Start of STORED ROWS
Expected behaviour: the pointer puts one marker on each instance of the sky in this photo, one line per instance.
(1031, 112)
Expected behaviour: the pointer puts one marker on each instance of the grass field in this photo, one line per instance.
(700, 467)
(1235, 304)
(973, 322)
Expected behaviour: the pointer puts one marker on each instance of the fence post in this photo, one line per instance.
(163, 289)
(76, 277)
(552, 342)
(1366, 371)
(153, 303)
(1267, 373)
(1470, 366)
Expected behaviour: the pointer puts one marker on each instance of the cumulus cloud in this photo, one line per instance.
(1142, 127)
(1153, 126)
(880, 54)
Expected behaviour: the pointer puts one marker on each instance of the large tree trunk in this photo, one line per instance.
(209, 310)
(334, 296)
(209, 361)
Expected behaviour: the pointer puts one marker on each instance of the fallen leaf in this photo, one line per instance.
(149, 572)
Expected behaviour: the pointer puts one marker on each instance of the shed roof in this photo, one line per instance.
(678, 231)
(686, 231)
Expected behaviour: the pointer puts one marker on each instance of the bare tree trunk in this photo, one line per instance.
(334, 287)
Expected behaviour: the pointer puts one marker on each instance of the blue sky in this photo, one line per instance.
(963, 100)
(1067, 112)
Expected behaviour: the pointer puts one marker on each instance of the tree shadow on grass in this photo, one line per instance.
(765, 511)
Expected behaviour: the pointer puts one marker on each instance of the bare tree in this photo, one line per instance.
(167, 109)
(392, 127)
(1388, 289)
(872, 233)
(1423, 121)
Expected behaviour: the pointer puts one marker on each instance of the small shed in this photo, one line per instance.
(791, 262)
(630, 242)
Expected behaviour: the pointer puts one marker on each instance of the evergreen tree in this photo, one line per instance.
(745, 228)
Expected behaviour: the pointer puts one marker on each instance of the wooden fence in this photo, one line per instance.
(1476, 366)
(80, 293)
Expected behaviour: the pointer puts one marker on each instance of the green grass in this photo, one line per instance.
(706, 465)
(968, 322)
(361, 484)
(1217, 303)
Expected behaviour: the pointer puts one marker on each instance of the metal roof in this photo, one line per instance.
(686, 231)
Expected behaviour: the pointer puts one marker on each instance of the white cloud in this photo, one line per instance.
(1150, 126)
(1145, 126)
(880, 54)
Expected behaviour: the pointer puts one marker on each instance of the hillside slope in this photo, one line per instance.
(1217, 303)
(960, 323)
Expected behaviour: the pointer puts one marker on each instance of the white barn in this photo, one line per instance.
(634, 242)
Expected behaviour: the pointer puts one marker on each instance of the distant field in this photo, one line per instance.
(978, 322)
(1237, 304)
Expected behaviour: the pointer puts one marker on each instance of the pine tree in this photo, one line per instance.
End of STORED ROWS
# WORK TO DO
Write out only what runs from the line holding "bare tree trunk" through the last line of the records, exactly as shown.

# FINISHED ANSWER
Expected behaviour: the pointer puts one marker on each instance of the bare tree trunk in this photo, one line per instance.
(334, 287)
Expected behaviour: the pointer puts one marker on each instance of the blue sky in this photo, one line per instance.
(963, 100)
(1067, 112)
Expected behaviour: the pointer puts one marker on each instance of the tree shadow on grass in this photo, one line per instance.
(765, 511)
Expected behaviour: the pointer puts one marker on each instance of the bare tree in this photo, one line per instance.
(167, 109)
(392, 127)
(1388, 289)
(872, 233)
(1423, 121)
Expected behaviour: the pointer puts one marker on each instance of the small shed in this photo, one line per instance.
(791, 262)
(630, 242)
Expected behaviour: the pointer puts one marker on each instance of the evergreen tree in this photo, one line per instance.
(745, 228)
Expected behaviour: the pointer puts one marker on each instance of the wooden fence in this photo, one line per instance.
(1476, 366)
(80, 293)
Expected behaviour: the pointer puts one marker on each instance of the green grass in this photo, one line per instance.
(706, 465)
(968, 322)
(361, 484)
(1217, 303)
Expected behaviour: the pointer puts one marker on each instance of the metal roof in this photo, one line per instance.
(686, 231)
Expected behaviour: the pointer puts one marker on each instance of the white cloud in this photo, one line per instance.
(1150, 126)
(1145, 126)
(880, 54)
Expected behaviour: the pointer puts one marker on each instance of the hillside slope in this photo, one line per instance.
(1217, 303)
(960, 323)
Expected behaviour: the pointer puts one marker on each instance of the white barn in this photo, one line per instance.
(634, 242)
Expected behaviour: the pointer puts one marker on each instance of the distant field in this photo, one line per instance.
(978, 322)
(1237, 304)
Expected behaviour: the pointer puts one marker on each instance of the pine tree in this photo, one line per instance.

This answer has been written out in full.